##### Kutipan teks
Jakarta - Terkait dugaan suap Ferdy Sambo atas ampol coklat, Lembaga Perlindungan Saksi dan Korban (LPSK) sampai saat ini belum melaporkan hal itu ke Komisi Pemberantasan Korupsi (KPK). Hal itu dibenarkan oleh Wakil Ketua LPSK, Susilaningtias.
Susilaningtias mengatakan, pihaknya belum melakukan tindakan lebih jauh lantaran upaca dugaan suap itu belum terjadi sepenuhnya.
"Kami belum sempat menganalisis sebenarnya apakah ini percobaan suapkah, percobaan gratifikasikah, kita belum sampai ke situ menganalisisnya," ujar Susi kepada awak media Kamis (18/8/2022).
Namun ia memastikan jika nantinya KPK membutuhkan keterangan dari LPSK, maka ia akan terbuka dan memberikan apa yang dibutuhkan oleh KPK.
Apalagi terkait kasus dugaan suap Ferdy Sambo itu, sudah ada organisasi penegakan hukum TAMPAK yang telah melaporkan kasus tersebut.
"Kita terbuka saja, siapa saja boleh melaporkan hal tersebut kami siap nanti kalaupun harus diperiksa," lanjutnya.
Susi menegaskan saat ini pihak LPSK masih memfokuskan pada perlindungan Bharada E, apalagi ia juga sudah meminta perlindungan penuh dan permohonan justice collaborator.
"Kami hanya fokus untuk perlindungan terhadap Bharada E jadi kami belum ada rencana untuk melaporkan hal tersebut," pungkasnya.
KPK Usut Kasus Dugaan Suap
Lembaga Perlindungan Saksi dan Korban (LPSK) menanggapi sikap Komisi Pemberantasan Korupsi (KPK) terkait dengan pendalaman kasus dugaan suap yang dilakukan oleh Ferdy Sambo atas tewasnya Brigadir J.
Pendalaman yang dilakukan LPSK itu atas dasar kabar pemberian dua amplop coklat dari staf Ferdy Sambo ke LPSK.
Hal tersebut terjadi saat staf LPSK tengah melakukan pemeriksaan keFerdy Sambo dan Bharada E di Kantor Propam Polri.
Ketua LPSK, Hasto Atmojo Suroyo saat ini masih enggan untuk memberikan keterangan terkait tindakan dugaan suap yang dilakukan mantan kadiv propam itu.
##########
##### Bahan yang tersedia
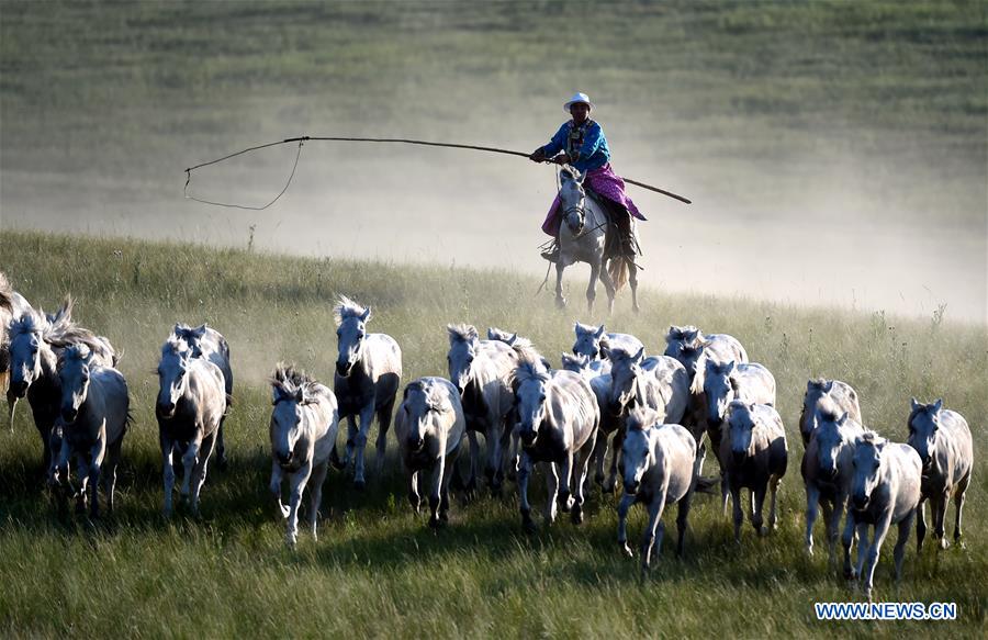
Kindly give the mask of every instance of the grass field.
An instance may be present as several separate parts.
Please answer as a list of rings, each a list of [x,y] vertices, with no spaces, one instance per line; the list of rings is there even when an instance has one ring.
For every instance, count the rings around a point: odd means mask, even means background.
##########
→ Yang harus dilakukan:
Dalam kutipan teks tentang dugaan suap Ferdy Sambo, apa yang menurut Susilaningtias masih menjadi fokus LPSK saat ini?

→ Jawaban tugas:
Perlindungan terhadap Bharada E.